OBJETIVO DEL EJERCICIO:
Copia todos los registros de abajo línea por línea, sin cambiar ni una letra ni un número.

REGISTROS EXTRAÍDOS:
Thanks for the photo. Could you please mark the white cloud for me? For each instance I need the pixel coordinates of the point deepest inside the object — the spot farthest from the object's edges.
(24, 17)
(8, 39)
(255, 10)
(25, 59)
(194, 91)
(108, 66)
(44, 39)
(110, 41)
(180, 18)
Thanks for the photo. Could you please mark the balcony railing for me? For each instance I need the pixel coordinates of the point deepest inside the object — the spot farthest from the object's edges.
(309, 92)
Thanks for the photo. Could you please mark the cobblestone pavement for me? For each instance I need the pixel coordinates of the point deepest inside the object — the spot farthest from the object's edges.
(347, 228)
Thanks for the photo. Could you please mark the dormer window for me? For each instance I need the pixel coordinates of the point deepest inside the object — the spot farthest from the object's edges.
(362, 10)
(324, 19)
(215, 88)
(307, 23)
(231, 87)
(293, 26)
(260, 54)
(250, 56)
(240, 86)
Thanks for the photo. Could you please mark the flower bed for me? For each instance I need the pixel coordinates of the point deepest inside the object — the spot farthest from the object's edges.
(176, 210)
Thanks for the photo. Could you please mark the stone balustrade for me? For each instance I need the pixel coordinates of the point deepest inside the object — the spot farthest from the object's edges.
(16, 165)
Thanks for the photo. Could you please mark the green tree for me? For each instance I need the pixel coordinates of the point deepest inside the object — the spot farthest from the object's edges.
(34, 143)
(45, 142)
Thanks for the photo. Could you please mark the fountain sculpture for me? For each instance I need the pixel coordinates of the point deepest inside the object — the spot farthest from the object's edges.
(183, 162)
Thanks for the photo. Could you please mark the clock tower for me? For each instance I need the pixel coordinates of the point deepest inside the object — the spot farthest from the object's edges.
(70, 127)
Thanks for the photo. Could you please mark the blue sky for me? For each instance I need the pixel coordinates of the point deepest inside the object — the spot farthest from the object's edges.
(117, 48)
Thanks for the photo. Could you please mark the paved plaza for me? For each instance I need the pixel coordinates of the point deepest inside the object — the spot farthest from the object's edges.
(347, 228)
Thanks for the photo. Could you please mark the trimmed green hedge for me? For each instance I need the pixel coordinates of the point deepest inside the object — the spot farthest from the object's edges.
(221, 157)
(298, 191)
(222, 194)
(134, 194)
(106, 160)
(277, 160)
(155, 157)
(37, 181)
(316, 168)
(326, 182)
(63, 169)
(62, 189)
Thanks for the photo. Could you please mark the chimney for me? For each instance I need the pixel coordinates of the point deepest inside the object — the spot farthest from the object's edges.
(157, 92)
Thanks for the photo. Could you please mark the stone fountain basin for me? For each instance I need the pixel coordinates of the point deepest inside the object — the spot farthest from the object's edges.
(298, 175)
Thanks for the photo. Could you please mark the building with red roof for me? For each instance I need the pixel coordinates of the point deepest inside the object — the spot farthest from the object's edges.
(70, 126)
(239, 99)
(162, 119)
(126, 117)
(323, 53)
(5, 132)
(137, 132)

RESULTADO COMPLETO:
Thanks for the photo. Could you please mark the white cloud for me? For each instance I need the pixel coordinates of the point deepest inside the object — the spot farthest from the object's edges.
(24, 17)
(8, 39)
(255, 10)
(25, 59)
(194, 91)
(108, 66)
(44, 39)
(110, 41)
(180, 18)
Thanks for the photo. Could you please mark the balcony railing for me? For each instance I need the pixel coordinates of the point deepest inside the object — the spot farthest from the object's edges.
(309, 92)
Thanks for the photo. Could you please mark the cobblestone pavement for me? For each instance I need the pixel coordinates of the point deepest inside the object — the spot farthest from the object's edges.
(347, 228)
Thanks for the photo. Could you please mark the dormer window for me? For each instance I need the pixel coordinates of the point deepest inside the object — the spot farthest from the object's edges.
(362, 10)
(324, 19)
(215, 88)
(307, 23)
(231, 87)
(293, 26)
(260, 54)
(250, 56)
(240, 86)
Thanks for the photo. Could you please mark the flower bed for me? For each instance I need the pixel coordinates of the point deepest inside the object — the spot farthest from the object's edges.
(176, 210)
Thanks for the photo. Could you please mark the stone balustrade for me? For each instance I need the pixel coordinates of the point deepest inside the object — the spot farthest from the object's edges.
(16, 165)
Thanks for the photo. Could you please mark the green tree for me? For each instance I need the pixel coordinates of the point deepest inside the object — the spot farthest from the object's edges.
(34, 143)
(45, 142)
Thanks for the photo. Could you please mark the fountain sculpture for me? For each instance I need the pixel coordinates of the point deepest inside the object — the spot farthest from the object's edges.
(183, 162)
Thanks for the photo. Could you please mark the clock tower for me? For each instance I need the pixel coordinates of the point deepest inside the object — the spot farthest from the object's edges.
(70, 127)
Thanks for the photo. Could you please mark the blue sky for me? For each instance I need the pixel coordinates of the point deepest inside the object — the spot farthest from the object's edges.
(117, 48)
Thanks for the photo. Could you please mark the paved plaza for me? For each instance I need the pixel coordinates of the point deepest inside the object — the spot farthest from the object's edges.
(347, 228)
Thanks for the photo. Could you please mark the trimmed green hedge for me? For each instance I need the pixel coordinates of the point deepest inside the object — the spot farthest from the object's edges.
(221, 157)
(298, 191)
(222, 194)
(134, 194)
(106, 160)
(277, 160)
(155, 157)
(37, 181)
(316, 168)
(326, 182)
(63, 169)
(62, 189)
Thanks for the photo. Could you please mark the chimney for me? For each instance I need the pixel coordinates of the point deepest inside the object — the spot farthest from the object's edges.
(157, 92)
Thanks for the photo. Could you please mark the stone fountain basin for me? For each instance I need the pixel coordinates of the point deepest inside the object — the spot farthest from the object's edges.
(298, 175)
Thanks for the photo. Could you please mark the building with red roof for me? For each instance I need the pixel coordinates of the point deepest inside the object — the spot farthest from the object's edges.
(70, 126)
(239, 99)
(162, 119)
(126, 117)
(323, 53)
(5, 132)
(137, 132)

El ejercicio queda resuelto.